Provided text
Although the condition is called the tennis elbow, it has nothing to do with tennis. A classic tennis elbow is a wrist extensor muscle enthesopathy, or in other words – strain changes to the tendon attachments to bones. These changes occur as a result of overlapping micro-injuries.
Tennis elbow – causes
There are many ways in which micro-injuries may occur. It can be specific movements of the forearm and wrist which recur in the long period of time, e.g. assembling furniture for many hours. This being the case, wrist extensors are subject to long-term contraction and do not have time for regeneration. The problem is related to local structure overstrain. The tennis elbow may also be sustained when we work at the computer for a long time, when wrists lean against the desk while palms are slightly lifted. This unfavorable position may lead to inflammation. Another way we can sustain micro-injuries is when our movement biomechanics is wrong. The example may be a wrong technique we adopt when playing squash. A player who wrongly uses his/her torso, shoulder girdle and legs is likely to compensate movements via wrist extensors. With time this situation may lead to enthesopathy.
Professional groups highly exposed to wrist extensor muscle stress:
- office workers
- sportspersons (tennis, squash)
Tennis elbow – symptoms
The main symptom of the tennis elbow is pain identified on the external side of the elbow joint. It may radiate to forearm and wrist. Sometimes it intensifies when moving a hand or when trying to clench one’s fist. It may hinder everyday activities, such as opening the door or lifting a mug. During palpation, a clear tissue tenderness can be sensed.

Data listing
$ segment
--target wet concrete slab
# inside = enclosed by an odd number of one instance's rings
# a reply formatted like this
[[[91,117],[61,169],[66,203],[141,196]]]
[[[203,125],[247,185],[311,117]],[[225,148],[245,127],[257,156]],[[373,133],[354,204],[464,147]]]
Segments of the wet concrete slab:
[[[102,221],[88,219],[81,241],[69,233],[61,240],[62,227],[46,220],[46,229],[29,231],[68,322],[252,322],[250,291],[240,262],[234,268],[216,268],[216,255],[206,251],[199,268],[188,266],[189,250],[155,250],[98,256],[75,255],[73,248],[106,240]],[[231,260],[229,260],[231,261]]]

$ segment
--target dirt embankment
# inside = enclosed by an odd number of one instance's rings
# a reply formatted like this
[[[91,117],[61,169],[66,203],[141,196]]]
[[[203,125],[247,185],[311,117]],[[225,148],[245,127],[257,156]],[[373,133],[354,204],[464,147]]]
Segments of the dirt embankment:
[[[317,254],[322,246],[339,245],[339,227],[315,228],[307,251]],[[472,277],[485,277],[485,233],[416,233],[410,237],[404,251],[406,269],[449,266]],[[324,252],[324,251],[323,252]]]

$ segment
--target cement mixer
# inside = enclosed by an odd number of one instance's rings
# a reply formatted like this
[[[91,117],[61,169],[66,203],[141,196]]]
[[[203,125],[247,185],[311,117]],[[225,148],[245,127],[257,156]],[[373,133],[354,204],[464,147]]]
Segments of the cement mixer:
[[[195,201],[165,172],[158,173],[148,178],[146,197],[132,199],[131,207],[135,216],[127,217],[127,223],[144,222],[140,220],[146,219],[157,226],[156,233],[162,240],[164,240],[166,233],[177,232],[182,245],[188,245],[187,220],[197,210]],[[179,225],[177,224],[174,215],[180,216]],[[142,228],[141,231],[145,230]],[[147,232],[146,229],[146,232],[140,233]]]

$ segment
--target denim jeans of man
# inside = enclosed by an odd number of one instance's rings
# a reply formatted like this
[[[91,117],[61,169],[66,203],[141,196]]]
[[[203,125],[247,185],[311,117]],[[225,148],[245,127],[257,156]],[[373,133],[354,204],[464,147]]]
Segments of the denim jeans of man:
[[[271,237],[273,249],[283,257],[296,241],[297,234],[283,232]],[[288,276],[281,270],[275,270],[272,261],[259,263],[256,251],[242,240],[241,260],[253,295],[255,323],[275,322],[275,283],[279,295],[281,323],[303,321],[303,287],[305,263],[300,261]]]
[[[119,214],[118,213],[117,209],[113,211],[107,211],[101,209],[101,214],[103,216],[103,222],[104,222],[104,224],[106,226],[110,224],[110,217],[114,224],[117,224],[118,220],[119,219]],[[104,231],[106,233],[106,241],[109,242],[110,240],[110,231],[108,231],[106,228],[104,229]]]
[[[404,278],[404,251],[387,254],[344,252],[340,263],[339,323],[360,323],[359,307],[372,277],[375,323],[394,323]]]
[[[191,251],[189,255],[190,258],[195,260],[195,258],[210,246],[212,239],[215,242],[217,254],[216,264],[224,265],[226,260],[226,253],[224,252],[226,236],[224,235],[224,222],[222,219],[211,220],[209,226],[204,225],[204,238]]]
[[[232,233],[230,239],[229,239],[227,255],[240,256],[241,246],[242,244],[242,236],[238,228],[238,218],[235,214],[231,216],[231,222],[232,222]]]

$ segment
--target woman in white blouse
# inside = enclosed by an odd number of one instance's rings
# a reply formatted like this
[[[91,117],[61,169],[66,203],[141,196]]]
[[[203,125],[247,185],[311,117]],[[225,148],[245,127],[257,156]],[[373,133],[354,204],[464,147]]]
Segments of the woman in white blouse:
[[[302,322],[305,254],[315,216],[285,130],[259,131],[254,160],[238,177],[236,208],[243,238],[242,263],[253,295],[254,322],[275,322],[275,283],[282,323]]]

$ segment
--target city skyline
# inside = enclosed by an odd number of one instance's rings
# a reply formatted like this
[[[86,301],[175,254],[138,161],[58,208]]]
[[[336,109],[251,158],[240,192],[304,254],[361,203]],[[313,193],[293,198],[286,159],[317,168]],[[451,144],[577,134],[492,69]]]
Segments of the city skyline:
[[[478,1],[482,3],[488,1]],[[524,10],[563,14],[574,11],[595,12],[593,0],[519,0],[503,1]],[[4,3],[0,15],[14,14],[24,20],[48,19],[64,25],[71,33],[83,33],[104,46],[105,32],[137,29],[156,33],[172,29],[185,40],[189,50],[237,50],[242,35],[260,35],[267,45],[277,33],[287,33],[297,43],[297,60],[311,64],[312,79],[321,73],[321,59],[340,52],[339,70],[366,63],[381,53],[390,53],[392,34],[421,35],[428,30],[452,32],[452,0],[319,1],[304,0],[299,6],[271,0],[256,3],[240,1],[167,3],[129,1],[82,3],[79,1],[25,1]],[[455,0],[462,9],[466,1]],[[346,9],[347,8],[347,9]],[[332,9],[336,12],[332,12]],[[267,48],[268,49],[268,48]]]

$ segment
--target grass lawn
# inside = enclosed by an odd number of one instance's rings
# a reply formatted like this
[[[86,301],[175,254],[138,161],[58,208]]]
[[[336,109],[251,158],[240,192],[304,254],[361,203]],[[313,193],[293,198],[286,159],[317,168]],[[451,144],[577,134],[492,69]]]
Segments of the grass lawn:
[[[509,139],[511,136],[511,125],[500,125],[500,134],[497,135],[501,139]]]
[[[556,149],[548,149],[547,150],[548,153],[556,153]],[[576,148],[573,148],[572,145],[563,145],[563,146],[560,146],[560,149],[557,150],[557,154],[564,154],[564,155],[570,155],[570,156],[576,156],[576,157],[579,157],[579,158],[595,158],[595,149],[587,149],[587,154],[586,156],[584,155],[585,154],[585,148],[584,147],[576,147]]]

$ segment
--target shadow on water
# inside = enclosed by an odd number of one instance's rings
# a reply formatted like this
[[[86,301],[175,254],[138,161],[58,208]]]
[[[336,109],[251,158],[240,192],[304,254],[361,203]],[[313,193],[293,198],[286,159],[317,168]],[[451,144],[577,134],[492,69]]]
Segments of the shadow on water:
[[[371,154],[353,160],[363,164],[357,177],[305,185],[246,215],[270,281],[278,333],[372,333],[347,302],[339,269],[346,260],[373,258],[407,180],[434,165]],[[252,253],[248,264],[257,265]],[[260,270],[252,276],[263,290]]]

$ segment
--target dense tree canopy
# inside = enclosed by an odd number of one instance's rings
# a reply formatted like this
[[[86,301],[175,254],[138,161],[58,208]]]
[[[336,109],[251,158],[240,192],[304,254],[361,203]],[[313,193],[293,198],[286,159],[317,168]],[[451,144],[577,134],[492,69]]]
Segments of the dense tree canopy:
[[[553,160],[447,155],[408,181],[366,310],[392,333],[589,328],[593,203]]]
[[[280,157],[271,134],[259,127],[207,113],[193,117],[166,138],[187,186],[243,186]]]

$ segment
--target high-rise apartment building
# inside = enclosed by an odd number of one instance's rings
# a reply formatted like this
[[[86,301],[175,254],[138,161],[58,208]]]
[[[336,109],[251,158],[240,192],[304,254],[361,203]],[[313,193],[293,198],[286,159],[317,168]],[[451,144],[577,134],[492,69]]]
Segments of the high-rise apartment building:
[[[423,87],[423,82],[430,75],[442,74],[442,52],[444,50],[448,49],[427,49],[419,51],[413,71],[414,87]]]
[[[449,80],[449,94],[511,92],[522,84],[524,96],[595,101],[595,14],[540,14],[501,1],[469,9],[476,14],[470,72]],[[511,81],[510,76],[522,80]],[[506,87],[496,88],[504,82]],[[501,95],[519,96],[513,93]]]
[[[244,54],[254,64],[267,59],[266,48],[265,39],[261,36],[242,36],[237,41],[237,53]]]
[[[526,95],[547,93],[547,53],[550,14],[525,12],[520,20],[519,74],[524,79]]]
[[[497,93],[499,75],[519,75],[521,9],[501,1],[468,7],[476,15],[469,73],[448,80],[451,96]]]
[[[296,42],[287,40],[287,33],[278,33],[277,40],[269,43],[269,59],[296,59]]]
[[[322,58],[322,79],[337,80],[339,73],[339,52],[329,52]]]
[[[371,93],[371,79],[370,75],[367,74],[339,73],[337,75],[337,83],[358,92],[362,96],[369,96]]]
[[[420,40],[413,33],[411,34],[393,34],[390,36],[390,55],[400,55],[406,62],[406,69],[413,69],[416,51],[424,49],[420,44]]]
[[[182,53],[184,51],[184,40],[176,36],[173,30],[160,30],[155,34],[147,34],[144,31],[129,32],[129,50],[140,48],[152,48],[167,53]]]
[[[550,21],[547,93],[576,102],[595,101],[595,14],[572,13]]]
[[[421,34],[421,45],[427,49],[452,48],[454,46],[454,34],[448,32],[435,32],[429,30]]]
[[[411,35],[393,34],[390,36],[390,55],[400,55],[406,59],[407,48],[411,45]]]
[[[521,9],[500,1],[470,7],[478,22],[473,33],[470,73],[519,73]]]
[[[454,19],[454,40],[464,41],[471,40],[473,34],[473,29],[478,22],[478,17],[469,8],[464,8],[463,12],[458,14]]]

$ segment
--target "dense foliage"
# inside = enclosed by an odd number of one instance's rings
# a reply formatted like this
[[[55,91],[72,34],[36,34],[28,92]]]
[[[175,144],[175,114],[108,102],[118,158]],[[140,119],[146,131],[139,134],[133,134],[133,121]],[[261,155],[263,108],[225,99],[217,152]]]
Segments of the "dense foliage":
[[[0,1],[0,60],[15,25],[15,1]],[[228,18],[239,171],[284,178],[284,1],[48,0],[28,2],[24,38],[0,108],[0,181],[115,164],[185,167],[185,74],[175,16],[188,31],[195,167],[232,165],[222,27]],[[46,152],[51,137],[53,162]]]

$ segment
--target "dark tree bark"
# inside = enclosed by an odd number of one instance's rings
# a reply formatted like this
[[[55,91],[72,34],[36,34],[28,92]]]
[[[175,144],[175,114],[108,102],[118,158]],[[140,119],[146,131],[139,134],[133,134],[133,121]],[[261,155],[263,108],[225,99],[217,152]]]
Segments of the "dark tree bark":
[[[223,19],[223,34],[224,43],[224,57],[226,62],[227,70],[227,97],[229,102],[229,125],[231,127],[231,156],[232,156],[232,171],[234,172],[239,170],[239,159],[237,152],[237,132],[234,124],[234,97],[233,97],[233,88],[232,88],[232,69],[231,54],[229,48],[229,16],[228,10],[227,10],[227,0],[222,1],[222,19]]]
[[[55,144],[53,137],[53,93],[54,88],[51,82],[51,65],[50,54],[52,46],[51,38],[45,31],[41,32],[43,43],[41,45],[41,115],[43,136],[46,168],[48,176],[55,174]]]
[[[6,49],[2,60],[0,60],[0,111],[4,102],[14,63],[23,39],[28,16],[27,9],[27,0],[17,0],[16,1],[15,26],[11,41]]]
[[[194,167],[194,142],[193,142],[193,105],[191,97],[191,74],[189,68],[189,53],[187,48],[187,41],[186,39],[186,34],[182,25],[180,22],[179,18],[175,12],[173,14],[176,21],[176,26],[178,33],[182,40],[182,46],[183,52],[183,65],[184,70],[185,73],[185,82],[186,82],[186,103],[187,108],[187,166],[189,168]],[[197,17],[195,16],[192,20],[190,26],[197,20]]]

Description of the task
Copy everything from "Although the condition" down to "of overlapping micro-injuries." in the tennis elbow text, switching "micro-injuries" to "small injuries".

Answer area
Although the condition is called the tennis elbow, it has nothing to do with tennis. A classic tennis elbow is a wrist extensor muscle enthesopathy, or in other words – strain changes to the tendon attachments to bones. These changes occur as a result of overlapping small injuries.